Required work =>
Somewhere below are a line with "Target: volcano" and a later line with "Target: hazy horizon". Output exactly those lines and all lines between them.

Input material =>
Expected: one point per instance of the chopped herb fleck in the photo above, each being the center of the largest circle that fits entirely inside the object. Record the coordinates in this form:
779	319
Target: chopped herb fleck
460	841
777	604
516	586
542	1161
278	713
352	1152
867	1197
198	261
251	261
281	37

* * *

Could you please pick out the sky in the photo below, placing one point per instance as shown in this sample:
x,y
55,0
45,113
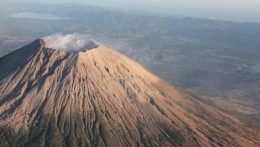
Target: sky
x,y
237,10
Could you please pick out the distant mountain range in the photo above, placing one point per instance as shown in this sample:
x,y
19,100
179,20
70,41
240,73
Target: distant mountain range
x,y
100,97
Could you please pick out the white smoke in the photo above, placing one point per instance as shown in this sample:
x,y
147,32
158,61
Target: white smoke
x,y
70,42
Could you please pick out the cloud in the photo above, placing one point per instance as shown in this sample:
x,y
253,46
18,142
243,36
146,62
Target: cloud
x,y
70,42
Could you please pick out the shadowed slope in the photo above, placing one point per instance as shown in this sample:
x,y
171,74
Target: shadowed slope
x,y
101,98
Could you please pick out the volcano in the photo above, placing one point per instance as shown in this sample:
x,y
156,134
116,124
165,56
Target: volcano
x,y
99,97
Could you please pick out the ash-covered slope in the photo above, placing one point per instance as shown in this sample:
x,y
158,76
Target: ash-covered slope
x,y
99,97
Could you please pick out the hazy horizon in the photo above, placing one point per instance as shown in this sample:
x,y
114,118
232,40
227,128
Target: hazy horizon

Response =>
Target: volcano
x,y
99,97
Could you please pick out the ash-covered slope in the photo above, placing one point per instance as shown in this sample:
x,y
158,76
Target: ash-covered slope
x,y
99,97
Could you please pick out the hazy horizon in the photo above, placing one point per instance as shown in this sample:
x,y
114,118
232,40
227,128
Target: hazy horizon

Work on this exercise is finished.